• _Supplied text_:
=== Section Start ===

Weddington residents create websites, groups for and against a municipal fire district
The one thing the two sides in the debate over how to fund Providence fire department can agree on is the fact they don’t want it to go out of business. Residents just have different views on the best way to move forward.
For Monica Rushton, the answer’s simple. She just wants to be served by the department closest to her home and doesn’t want to have to pay for another department’s expenses. Rushton and her husband live a quarter of a mile from Providence, but their home is in the Wesley Chapel service district. When her husband had a heart attack, Rushton said it took ten minutes for Wesley Chapel’s firefighters to arrive and an additional two minutes for emergency medical technicians to get on scene. Since Providence wasn’t called out, the department right down the street couldn’t help.
“It’s not Wesley Chapel’s fault they can’t get here faster,” Rushton said. “They did a wonderful, professional job when they arrived and I’m grateful. But if my neighbor’s child falls into a pool, no matter how good they are, they just wouldn’t get here as fast as Providence.”

=== Section End ===

• _Information supplied_:
=== Section Start ===

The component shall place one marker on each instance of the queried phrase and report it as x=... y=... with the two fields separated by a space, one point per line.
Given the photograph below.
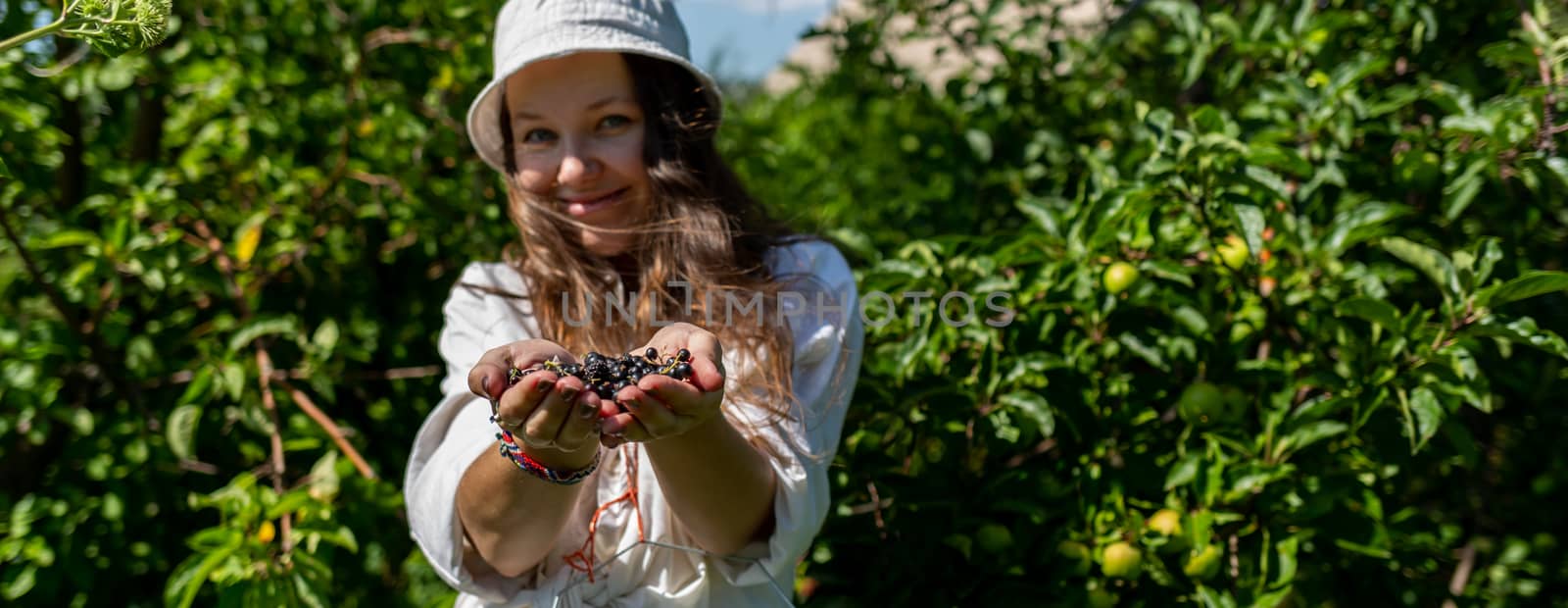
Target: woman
x=698 y=489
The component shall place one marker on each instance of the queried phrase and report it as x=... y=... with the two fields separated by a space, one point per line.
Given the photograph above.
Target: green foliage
x=1345 y=218
x=1341 y=409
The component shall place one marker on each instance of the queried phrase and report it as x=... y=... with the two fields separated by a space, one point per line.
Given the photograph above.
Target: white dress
x=828 y=342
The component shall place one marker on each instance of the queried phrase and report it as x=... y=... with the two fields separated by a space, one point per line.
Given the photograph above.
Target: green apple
x=1203 y=403
x=1121 y=560
x=1120 y=277
x=1233 y=253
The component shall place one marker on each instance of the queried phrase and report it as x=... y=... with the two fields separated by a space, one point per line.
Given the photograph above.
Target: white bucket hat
x=532 y=30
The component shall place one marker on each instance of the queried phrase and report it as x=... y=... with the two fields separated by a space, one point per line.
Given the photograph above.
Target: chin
x=606 y=245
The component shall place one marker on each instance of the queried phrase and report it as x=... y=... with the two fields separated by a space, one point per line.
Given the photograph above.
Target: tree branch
x=331 y=429
x=264 y=362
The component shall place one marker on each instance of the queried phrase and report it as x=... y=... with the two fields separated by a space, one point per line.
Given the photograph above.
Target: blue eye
x=537 y=136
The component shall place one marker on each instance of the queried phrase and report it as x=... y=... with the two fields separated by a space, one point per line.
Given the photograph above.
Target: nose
x=577 y=167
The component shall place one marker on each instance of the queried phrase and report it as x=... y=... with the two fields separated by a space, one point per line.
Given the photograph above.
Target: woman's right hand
x=554 y=419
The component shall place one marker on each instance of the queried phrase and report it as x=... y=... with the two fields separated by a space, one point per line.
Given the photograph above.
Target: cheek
x=627 y=160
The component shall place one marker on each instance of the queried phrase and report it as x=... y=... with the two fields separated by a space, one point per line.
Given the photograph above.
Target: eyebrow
x=595 y=105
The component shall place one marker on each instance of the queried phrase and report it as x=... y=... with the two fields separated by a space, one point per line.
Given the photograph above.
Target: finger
x=656 y=417
x=488 y=377
x=708 y=362
x=582 y=424
x=519 y=403
x=670 y=392
x=545 y=424
x=623 y=429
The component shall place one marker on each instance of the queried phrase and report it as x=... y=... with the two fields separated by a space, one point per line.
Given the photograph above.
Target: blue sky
x=747 y=38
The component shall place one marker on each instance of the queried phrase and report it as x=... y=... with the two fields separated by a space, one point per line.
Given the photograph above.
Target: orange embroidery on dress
x=584 y=558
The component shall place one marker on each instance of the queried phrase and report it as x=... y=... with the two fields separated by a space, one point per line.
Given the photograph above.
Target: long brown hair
x=705 y=232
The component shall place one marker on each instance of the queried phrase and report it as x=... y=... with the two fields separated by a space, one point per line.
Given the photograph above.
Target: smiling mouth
x=585 y=207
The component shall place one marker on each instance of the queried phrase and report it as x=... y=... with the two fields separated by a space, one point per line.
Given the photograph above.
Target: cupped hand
x=554 y=417
x=661 y=406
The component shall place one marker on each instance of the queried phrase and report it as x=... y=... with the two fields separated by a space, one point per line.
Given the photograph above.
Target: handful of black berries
x=609 y=375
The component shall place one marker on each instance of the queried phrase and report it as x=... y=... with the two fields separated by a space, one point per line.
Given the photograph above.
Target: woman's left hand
x=661 y=406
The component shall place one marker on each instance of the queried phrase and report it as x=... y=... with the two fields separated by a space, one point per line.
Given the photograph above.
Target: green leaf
x=198 y=389
x=980 y=143
x=23 y=583
x=289 y=503
x=65 y=238
x=269 y=327
x=1525 y=285
x=1308 y=434
x=190 y=576
x=1487 y=256
x=1429 y=261
x=1034 y=406
x=1144 y=351
x=1183 y=472
x=1269 y=180
x=1356 y=547
x=182 y=430
x=1042 y=214
x=1523 y=330
x=857 y=241
x=325 y=337
x=214 y=537
x=1460 y=191
x=1356 y=225
x=1251 y=222
x=1427 y=414
x=1285 y=553
x=1369 y=309
x=1192 y=320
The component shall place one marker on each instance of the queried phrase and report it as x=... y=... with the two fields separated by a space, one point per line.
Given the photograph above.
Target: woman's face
x=577 y=135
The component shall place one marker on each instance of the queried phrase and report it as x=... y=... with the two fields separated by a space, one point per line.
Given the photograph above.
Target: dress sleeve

=== Section End ===

• _List of tasks_:
1. List every measurement of time or distance that the article on the Weddington fire district debate gives.
2. Pick up the article on the Weddington fire district debate right after its last paragraph and carry it on.

• _Responses to the exercise_:
1.
a quarter of a mile
ten minutes
two minutes

2.
For Rushton and some other residents, they feel the fire district lines need to be changed, so the closest department is the one that responds to a call. With Providence set to run out of funding by March 2013, she questions if that will be possible unless the town launches a municipal fire district.
“The fact people are discussing this in terms of politics annoys me,” Rushton said. “Any two year old can take a compass and draw a map, so that the closest fire department responds to calls. I’m not interested in protecting someone’s turf. I’m interested in protecting my family.”
The Providence board of directors estimates its budget for the fiscal year starting July 1 will be $523,000. The town is in discussions to consider funding $300,000 of that. Revenues are only expected to drop between now and 2013, as the department looks to solve its compliance problem with the fire codes. In 2008, the Weddington town council agreed to pay for three firefighters to stay overnight, for a quick response time to local fires. The building has been out of compliance since then, as it doesn’t have a sprinkler system, a fire wall or a staircase to the sleeping quarters that have been used.
Other residents say it’s not the town’s job to pay for fire services, believing the best method to solve the funding issue is to revive merger talks between the Providence and Wesley Chapel departments.
“If these were two companies, say they both made the same (product), it’s a no brainer,” Weddington resident David Basri said. “You would just say the smaller company will merge with the larger one. Providence is not financially viable right now. It makes more sense for us to consolidate.”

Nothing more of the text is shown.